**SOURCE PASSAGE**:
Wednesday, December 20, 2017

Soda Fire grazing plan


Idaho and Oregon Ranchers Return to Range

Murphy— Owyhee County cattle ranchers have made an epic return to the range.

Cattlemen were burned off the land two years ago when the Soda Fire destroyed more than 270,000 acres of prime rangeland. The fire stretched from Owyhee County to Oregon.

Because of the 2015 fire, more than 40 ranchers and cattlemen were forced to find grazing land in Nevada and as far east as Burley but in September they started trucking their cattle back to the range.

Rancher Ted Blackstock says his operation was able to return cattle to three-quarters of his allotments.

“We were happy to get back on the range. In fact, we were able to use some of the allotments this fall. But there’s still a few allotments this spring that we will not be able to use, but the majority of them we can use and after trucking cattle, we hope to cut those costs,” said Blackstock.

Cindy Fritz of the BLM says rehabilitation of the range came back faster than expected.

“Our seeding did well this past spring and we’re seeing much better results than what we expected. Everything worked and we had favorable responses from our treatments and I’m pleased for the most part,” said Fritz.

The Soda scorched 84 pastures on 40 different grazing allotments. The BLM says the majority of the devastation occurred in Owyhee County southwest of Boise, but it burned all the way to Jordan Valley area in Eastern Oregon.

After the fire, the BLM told ranchers they couldn’t graze cattle on their allotments for at least two growing seasons. Initially, that was an optimistic estimate considering the threat of erosion.

“We were devastated when they said we’d be off the range for years. But the BLM found that the range naturally came back. The had a funny way of classifying it, they said on some of the allotments that they would never achieve their standards but they just opened them,” said Blackstock.

Grazing started on 48 affected pastures six weeks ago and the BLM range managers expect to make decisions on the remaining 36 pastures after the first of the year.

“It’s been expensive for us because it wiped out all of our feed for the last part of 2015 and then all of ‘16 and most of this year. It cost us a lot buying all that feed,” said Blackstock who said he’ll now be able to use some of the winter range initially burned in the fire.

The lightning-caused fire rolled rapidly across the range destroying everything in its path. “There were no unburned islands or in this fire, everything was burned,” he said. “Whatever it went across, it burned 100 percent of it and it killed hundreds of cattle,” said Blackstock.

Owyhee rancher Ed Wisley was burned off the range, he says the fire burned hot because range managers let the fuels buildup for generations.

“They kept taking cattle off the range and then the sheep and it resulted in all of this organic overburden. The duff was a foot deep under the sagebrush. There was nothing but fuel out there, add a strong wind and some lightning and you lose a hundred thousand acres real quick,” said Wisely.

The BLM has studied the fire and fuel loads on the range and developed a restoration plan that they hope will make the range more resistant to catastrophic fires in the future.

**GIVEN DATA**:
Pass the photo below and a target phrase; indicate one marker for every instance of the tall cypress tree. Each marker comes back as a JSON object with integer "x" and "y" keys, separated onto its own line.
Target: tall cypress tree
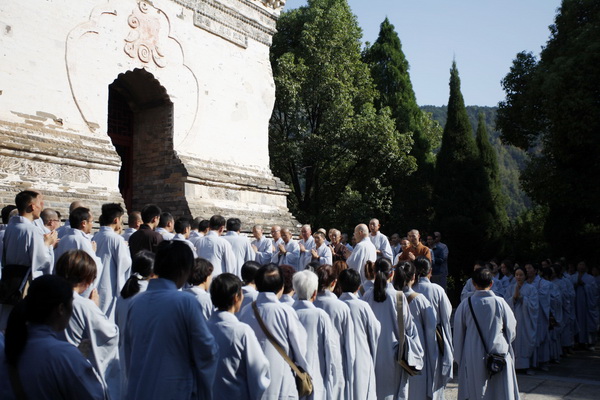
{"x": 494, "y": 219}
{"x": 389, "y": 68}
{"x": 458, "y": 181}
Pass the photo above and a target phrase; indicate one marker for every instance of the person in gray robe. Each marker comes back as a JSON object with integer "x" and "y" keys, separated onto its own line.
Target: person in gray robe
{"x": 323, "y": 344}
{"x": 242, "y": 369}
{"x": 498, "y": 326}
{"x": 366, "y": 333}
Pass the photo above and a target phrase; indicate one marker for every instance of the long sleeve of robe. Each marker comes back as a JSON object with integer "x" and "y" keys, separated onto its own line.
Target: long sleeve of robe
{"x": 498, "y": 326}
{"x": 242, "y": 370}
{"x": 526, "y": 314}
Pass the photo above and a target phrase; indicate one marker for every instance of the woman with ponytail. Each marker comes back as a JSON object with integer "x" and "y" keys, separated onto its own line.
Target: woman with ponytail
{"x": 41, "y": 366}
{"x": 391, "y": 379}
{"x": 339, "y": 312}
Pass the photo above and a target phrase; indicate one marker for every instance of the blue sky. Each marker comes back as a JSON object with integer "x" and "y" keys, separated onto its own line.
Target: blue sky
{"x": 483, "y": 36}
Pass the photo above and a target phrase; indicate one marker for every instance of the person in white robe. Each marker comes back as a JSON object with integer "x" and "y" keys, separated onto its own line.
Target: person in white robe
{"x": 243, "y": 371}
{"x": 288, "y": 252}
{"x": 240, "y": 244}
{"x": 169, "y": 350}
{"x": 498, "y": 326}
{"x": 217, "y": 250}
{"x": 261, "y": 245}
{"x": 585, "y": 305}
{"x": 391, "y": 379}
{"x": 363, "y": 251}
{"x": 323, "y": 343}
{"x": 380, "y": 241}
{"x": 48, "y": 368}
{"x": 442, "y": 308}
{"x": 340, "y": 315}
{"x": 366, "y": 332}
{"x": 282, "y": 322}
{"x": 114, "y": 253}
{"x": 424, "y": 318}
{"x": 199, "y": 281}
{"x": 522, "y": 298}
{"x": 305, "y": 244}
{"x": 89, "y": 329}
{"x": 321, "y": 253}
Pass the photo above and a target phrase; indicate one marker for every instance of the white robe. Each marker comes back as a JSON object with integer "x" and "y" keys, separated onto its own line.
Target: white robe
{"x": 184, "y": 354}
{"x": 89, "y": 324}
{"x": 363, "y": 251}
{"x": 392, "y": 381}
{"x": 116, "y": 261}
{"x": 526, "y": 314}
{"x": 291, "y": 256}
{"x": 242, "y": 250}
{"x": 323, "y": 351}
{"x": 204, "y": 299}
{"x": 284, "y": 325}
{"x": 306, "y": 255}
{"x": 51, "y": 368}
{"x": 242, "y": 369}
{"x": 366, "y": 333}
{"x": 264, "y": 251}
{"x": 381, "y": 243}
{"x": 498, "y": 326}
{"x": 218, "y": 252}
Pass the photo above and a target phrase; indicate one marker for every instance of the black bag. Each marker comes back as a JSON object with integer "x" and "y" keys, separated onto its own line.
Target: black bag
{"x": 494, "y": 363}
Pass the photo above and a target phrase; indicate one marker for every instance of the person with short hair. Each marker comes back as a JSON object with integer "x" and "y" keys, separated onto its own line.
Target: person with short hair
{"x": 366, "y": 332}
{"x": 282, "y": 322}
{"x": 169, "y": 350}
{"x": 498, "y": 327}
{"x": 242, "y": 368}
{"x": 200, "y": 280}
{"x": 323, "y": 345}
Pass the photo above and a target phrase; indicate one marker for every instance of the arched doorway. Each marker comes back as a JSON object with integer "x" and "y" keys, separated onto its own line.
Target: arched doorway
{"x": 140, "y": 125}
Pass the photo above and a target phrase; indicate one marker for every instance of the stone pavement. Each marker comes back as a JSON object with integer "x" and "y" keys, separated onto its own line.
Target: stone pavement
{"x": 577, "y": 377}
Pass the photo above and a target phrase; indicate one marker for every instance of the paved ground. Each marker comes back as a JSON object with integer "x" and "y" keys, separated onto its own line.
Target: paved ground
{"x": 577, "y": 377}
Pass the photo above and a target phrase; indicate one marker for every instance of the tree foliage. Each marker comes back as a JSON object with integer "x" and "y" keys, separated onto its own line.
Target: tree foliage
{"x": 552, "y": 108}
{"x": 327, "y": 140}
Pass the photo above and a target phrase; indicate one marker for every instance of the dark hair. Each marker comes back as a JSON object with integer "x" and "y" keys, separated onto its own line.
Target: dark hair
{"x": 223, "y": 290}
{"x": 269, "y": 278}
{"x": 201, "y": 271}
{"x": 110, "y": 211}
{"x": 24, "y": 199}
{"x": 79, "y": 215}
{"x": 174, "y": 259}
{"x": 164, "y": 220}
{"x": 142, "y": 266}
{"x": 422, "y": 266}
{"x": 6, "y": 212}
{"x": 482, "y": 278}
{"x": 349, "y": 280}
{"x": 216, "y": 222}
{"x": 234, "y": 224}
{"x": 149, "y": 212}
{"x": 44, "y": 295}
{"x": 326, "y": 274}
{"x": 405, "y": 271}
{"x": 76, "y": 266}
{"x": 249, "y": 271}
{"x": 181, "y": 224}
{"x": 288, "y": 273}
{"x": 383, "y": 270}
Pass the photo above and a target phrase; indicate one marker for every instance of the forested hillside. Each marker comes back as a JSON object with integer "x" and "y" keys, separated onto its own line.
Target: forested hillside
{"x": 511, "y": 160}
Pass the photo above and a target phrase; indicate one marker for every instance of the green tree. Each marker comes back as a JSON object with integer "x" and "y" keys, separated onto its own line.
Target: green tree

**GOAL OF THE EXERCISE**:
List every U.S. state named in the article on the Soda Fire grazing plan.

**RESULT FOR THIS EXERCISE**:
Idaho, Oregon, Nevada